> **Brief**:
Copy out the listing below word for word, leaving out the pictures.

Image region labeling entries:
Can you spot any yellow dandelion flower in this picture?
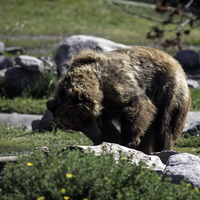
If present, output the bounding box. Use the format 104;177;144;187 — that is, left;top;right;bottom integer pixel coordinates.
37;197;44;200
27;163;33;167
66;174;73;178
61;188;66;194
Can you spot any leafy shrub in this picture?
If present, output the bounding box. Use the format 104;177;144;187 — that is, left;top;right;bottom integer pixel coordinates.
0;150;199;200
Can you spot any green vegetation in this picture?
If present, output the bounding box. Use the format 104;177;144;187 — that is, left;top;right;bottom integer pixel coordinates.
0;150;199;200
0;0;200;55
0;0;200;200
0;124;92;155
190;87;200;111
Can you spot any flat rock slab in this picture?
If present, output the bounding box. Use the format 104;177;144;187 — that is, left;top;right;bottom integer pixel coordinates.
78;142;165;172
0;111;200;130
164;153;200;188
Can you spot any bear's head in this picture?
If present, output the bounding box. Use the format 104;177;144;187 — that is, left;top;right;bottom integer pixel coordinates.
46;75;102;144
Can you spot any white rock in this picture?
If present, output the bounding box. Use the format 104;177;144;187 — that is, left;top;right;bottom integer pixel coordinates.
78;142;165;172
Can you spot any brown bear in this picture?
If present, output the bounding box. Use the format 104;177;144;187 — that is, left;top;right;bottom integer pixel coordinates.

> **Solution to the exercise**:
Can you spot any yellow dandelion flower in this picture?
If present, output the bounding box. Use the format 104;177;144;187 — that is, left;top;right;bottom integer pixel coordinates.
37;197;44;200
27;163;33;167
66;174;73;178
61;188;66;194
Can you spot any leafy shrub in this picture?
If present, output the bounding box. Use the format 104;177;144;187 — that is, left;top;right;bottom integer pixel coordinates.
0;150;199;200
Can you spot any green vegetation in this picture?
If present, output the bounding box. Use the format 104;177;144;187 — that is, left;top;right;bottom integer pixel coordinates.
0;150;199;200
0;0;200;55
0;0;200;200
0;124;92;155
190;87;200;111
Can you spot any flat rock slab in this picture?
If present, output the bounding box. Use the format 104;177;144;187 — that is, left;top;right;bottom integer pixel coordinates.
78;142;165;172
0;111;200;130
164;153;200;188
Can you spot any bear's head in this picture?
If present, output the bounding box. Use the format 104;177;144;187 — that is, left;top;right;bottom integer pixel coordinates.
46;75;102;144
Can you spot any white rock in this picture?
If present, output the bounding box. Use the format 104;177;144;187 — that is, left;top;right;bottom integer pixel coordinates.
78;142;165;172
Can you spot any brown bear in this picture?
If present, output the bounding box. Use the format 104;177;144;187 — that is, left;top;right;bottom integer pixel coordinates.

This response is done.